╔══

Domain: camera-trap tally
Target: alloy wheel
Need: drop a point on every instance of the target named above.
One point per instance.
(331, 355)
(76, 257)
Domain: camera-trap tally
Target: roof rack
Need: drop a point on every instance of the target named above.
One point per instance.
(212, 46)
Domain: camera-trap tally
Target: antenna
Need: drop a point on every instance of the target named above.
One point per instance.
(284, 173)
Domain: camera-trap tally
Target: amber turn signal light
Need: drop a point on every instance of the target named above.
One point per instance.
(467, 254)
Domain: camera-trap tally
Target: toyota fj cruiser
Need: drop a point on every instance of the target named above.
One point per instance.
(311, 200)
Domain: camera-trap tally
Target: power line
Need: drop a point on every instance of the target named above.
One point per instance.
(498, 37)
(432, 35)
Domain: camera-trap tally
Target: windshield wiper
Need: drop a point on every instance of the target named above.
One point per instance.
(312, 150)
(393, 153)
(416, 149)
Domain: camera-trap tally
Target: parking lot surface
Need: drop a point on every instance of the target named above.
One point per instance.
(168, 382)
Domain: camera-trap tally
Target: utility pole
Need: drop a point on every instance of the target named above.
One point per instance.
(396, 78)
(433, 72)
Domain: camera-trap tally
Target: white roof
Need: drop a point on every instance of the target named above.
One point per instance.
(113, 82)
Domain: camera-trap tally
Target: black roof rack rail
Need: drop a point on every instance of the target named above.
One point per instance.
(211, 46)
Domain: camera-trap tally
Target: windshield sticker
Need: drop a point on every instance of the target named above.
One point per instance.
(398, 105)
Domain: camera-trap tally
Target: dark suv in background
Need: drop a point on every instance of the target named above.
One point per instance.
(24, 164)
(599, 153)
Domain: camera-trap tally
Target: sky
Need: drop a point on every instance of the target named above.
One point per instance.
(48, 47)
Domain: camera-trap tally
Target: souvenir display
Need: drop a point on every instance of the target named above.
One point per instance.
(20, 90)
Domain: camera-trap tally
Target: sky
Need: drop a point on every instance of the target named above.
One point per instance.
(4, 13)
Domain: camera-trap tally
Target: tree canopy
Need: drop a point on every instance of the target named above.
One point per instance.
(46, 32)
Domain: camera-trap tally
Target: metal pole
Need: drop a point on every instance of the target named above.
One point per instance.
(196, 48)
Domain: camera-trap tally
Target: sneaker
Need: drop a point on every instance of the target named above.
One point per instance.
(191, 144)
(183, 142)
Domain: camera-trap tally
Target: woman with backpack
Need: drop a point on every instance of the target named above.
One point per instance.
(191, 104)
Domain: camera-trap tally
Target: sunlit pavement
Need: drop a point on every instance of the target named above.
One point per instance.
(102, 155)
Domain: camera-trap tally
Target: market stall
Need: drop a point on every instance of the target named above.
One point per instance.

╚══

- [SHORT EXERCISE] Copy out the whole listing exactly.

- [RESULT FOR THIS EXERCISE]
Domain: camera-trap tally
Target: alloy wheel
Need: drop a point on every instance of the target named above.
One point per instance.
(331, 355)
(76, 257)
Domain: camera-trap tally
Target: roof rack
Need: drop a point on every instance of the target named above.
One point per instance.
(212, 46)
Domain: camera-trap tally
Target: antenna
Need: drop a point on every instance of the target named above.
One point per instance.
(284, 173)
Domain: camera-trap tally
Target: amber turn signal light
Need: drop a point on every instance of the target named above.
One point per instance.
(467, 254)
Domain: camera-trap tally
Target: toyota fj cruiser
Need: drop a point on every instance of the target named above.
One point per instance.
(311, 200)
Domain: camera-trap tally
Target: power line
Need: drop a point on every instance of the target named above.
One point per instance.
(498, 37)
(432, 35)
Domain: camera-trap tally
Target: windshield wiper
Need: drop a point on every instance of the target named above.
One point per instance.
(312, 150)
(393, 153)
(416, 149)
Domain: camera-trap tally
Target: parking lot surface
Need: drop a point on every instance of the target named above.
One point per instance.
(168, 382)
Domain: camera-trap tally
Target: utility pole
Need: drop a point on every instance of the target named above.
One point per instance.
(396, 78)
(433, 72)
Domain: camera-trap tally
Target: white roof
Need: drop a point on every instance of the target named above.
One point per instance.
(113, 82)
Domain: camera-trap tally
Target: black roof rack rail
Need: drop a point on every instance of the target named above.
One point per instance.
(211, 46)
Domain: camera-trap tally
Target: windshield sticker
Need: drop a point on every instance of the target named above.
One point per instance.
(398, 105)
Domain: camera-trap tally
Target: dark suv in background
Need: drop a point on every instance of the target named above.
One point per instance.
(24, 164)
(599, 153)
Domain: camera-trap tally
Target: sky
Need: drop a point on every instance of the target named above.
One point per instance.
(48, 47)
Domain: camera-trap tally
Target: souvenir display
Need: drop a point on every instance of the target named above.
One point per instance.
(20, 90)
Domain: camera-trap tally
Target: sky
Need: drop a point on every instance of the target named above.
One point per instance.
(4, 13)
Domain: camera-trap tally
Target: tree canopy
Need: drop a point on every instance of the target named above.
One point per instance.
(46, 32)
Domain: camera-trap tally
Target: metal pole
Need: drop a point on every instance of the target named above.
One point per instance.
(196, 48)
Domain: camera-trap tally
Target: sneaker
Need: drop a point on every instance of the target named above.
One point per instance.
(191, 144)
(183, 142)
Domain: camera-trap tally
Target: woman with backpack
Need: drop a point on every instance of the target named above.
One point per instance.
(191, 104)
Domain: camera-trap tally
Target: sunlit pavement
Need: drop a point on every instance of the target named above.
One point per instance.
(102, 155)
Domain: camera-trap tally
Target: market stall
Need: drop a point on every instance of the target named above.
One point per instance.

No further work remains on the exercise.